EXERCISE GOAL - Isolate every line in the data with the string "rose" and copy it.

EXCERPTED DATA -
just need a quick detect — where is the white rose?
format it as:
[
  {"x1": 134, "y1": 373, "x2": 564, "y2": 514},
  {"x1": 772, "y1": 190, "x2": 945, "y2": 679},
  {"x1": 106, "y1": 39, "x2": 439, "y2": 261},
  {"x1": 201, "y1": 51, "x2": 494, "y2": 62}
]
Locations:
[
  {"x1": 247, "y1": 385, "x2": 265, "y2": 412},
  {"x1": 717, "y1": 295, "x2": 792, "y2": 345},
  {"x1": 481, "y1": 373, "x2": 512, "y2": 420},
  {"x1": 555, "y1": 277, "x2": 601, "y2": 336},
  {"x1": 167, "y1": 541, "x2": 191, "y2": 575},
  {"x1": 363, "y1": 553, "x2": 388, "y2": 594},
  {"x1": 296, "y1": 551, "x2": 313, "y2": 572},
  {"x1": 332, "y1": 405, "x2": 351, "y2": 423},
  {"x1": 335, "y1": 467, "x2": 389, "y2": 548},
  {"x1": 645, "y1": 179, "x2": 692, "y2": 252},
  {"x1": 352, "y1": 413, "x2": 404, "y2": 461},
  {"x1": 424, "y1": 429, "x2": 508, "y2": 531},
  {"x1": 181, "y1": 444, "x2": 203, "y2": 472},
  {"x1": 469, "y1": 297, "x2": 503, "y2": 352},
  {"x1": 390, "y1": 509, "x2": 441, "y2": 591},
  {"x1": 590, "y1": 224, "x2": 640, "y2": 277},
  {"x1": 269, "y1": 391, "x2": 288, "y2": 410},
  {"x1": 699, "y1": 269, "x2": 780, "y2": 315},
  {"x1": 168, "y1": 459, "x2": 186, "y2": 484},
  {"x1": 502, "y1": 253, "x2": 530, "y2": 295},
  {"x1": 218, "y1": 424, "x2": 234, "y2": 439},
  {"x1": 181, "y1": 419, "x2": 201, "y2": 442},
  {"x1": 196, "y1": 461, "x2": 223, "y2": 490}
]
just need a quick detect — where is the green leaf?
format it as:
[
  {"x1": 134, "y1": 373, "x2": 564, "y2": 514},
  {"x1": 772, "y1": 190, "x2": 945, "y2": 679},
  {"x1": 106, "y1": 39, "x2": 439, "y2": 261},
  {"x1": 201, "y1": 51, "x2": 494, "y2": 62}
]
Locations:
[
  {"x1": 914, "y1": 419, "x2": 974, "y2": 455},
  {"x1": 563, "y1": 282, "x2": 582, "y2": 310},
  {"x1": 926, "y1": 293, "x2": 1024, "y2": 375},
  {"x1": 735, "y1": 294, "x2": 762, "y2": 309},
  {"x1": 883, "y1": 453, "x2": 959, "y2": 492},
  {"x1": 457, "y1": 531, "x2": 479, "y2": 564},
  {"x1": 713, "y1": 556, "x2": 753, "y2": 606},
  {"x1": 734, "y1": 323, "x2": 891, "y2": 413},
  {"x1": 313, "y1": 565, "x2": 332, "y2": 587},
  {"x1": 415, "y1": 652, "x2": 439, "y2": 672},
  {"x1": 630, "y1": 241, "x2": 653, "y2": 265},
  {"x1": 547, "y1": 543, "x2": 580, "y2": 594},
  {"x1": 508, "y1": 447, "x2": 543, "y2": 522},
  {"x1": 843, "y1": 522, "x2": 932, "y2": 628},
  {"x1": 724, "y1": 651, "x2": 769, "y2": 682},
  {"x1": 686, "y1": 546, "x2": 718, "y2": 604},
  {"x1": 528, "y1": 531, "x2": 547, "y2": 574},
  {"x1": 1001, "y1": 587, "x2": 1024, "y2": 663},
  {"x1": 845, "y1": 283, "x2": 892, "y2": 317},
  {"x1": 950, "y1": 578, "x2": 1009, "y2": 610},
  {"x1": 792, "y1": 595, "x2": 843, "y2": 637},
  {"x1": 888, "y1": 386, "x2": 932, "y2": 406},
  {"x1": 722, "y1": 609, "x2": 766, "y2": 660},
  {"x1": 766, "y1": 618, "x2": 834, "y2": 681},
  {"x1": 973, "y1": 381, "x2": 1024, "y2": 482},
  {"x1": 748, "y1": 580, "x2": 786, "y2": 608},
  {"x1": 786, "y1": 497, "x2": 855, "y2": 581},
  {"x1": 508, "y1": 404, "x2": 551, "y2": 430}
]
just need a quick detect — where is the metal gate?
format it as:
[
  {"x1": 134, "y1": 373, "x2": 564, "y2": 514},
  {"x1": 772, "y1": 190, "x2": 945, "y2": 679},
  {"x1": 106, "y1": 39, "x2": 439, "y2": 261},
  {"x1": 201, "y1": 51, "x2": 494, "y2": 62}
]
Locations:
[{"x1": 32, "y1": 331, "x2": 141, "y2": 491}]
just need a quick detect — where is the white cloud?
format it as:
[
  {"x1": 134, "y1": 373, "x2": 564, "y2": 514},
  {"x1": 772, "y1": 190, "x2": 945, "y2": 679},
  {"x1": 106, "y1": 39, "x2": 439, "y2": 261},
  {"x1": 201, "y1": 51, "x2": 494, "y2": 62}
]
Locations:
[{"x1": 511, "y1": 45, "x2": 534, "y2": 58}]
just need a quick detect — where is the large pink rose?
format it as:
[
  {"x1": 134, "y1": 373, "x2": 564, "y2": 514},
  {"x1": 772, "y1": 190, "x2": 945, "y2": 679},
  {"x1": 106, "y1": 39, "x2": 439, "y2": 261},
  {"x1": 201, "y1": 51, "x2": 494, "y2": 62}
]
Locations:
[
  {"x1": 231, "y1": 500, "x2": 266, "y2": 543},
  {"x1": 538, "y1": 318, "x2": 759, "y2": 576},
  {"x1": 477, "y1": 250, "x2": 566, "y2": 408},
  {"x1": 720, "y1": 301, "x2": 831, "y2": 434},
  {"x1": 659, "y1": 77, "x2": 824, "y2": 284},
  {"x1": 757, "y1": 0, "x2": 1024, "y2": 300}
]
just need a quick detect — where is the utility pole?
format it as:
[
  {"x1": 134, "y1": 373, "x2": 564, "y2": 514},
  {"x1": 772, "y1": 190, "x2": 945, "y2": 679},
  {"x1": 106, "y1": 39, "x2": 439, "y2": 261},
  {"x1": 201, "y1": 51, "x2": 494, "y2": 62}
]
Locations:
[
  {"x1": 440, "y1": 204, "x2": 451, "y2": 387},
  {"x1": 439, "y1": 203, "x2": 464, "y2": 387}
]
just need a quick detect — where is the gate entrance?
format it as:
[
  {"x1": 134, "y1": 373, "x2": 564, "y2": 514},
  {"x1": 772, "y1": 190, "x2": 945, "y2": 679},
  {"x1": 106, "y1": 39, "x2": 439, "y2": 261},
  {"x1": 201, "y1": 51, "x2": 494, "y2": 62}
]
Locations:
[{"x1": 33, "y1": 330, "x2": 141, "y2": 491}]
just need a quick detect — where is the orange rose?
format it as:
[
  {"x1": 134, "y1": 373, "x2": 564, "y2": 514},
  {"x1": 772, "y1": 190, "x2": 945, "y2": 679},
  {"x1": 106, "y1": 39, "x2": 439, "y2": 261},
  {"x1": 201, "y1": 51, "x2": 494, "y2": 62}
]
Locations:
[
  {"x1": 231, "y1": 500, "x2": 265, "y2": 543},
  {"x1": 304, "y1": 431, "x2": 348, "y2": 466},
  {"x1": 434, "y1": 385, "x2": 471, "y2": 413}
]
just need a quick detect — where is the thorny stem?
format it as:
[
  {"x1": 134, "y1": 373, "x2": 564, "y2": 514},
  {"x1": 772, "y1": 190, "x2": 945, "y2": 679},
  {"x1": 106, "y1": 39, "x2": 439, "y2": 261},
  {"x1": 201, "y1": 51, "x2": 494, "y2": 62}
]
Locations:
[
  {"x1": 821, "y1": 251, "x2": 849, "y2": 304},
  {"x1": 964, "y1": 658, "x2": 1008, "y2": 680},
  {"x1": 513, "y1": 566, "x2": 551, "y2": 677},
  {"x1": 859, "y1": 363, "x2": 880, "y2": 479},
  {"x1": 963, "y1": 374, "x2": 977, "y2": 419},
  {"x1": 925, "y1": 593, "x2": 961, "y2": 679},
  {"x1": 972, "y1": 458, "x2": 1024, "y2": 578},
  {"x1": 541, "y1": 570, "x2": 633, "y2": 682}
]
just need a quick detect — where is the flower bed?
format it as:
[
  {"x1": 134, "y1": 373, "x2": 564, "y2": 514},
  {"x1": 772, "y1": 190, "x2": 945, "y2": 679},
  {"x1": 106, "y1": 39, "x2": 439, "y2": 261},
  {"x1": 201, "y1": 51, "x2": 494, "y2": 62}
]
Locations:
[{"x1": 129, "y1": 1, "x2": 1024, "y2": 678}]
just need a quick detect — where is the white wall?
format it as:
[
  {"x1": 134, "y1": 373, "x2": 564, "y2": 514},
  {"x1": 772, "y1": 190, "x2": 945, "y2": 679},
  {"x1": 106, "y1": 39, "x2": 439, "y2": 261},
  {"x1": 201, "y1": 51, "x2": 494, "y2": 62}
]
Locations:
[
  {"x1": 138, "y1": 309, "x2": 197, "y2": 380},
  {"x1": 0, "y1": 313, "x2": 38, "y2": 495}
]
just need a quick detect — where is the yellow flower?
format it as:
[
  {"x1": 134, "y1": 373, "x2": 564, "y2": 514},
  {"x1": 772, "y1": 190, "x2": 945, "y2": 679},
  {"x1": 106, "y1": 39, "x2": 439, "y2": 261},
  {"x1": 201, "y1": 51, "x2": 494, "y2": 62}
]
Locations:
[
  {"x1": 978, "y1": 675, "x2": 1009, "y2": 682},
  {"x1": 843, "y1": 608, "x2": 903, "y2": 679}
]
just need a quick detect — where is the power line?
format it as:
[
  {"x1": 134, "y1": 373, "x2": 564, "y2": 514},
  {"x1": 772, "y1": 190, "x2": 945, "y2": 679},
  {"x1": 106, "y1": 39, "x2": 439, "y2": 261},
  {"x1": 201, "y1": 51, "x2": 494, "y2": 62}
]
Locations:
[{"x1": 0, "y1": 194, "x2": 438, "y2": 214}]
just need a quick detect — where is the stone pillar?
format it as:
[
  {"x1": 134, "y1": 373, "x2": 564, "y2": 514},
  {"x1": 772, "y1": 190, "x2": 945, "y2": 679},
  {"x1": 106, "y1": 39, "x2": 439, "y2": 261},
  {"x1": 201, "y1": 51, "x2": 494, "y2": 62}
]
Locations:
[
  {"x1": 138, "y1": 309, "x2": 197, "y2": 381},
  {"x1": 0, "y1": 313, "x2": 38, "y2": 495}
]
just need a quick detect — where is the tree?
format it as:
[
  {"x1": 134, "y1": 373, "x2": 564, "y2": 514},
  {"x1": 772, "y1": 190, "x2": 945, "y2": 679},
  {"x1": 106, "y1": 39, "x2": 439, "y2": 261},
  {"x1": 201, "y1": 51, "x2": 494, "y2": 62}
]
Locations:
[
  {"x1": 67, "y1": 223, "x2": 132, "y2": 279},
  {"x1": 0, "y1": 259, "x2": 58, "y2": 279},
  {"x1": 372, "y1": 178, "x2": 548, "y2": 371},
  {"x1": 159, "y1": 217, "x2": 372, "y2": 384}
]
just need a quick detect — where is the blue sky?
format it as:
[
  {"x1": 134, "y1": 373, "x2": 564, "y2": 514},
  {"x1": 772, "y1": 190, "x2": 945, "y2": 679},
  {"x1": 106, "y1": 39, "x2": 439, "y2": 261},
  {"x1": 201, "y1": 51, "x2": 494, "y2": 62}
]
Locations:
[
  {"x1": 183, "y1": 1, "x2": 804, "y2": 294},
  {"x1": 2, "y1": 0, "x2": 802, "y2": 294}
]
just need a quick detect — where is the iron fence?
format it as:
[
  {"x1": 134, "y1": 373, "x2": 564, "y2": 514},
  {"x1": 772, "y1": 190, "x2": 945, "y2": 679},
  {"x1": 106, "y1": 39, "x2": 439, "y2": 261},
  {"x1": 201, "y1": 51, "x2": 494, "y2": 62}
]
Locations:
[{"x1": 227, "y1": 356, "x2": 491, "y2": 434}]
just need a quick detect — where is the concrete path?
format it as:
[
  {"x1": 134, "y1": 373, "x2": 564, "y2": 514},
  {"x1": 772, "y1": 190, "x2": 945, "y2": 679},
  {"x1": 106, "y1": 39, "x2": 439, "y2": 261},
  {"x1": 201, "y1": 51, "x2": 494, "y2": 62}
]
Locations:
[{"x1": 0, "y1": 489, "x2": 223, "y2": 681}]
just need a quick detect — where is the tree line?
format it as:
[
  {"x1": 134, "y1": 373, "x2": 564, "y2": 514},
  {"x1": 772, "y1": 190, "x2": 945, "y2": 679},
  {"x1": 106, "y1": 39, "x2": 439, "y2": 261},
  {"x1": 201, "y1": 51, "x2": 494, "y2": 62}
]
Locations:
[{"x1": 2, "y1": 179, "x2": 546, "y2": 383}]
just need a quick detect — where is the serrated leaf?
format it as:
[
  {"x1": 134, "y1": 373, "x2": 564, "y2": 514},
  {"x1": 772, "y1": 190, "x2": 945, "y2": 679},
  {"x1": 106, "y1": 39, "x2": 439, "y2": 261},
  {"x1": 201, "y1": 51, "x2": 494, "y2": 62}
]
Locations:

RESPONSE TO THIS TASK -
just need a quick detect — where is the white rose?
just need a quick detect — where is the large pink rose?
just need a quick detect — where is the orange rose?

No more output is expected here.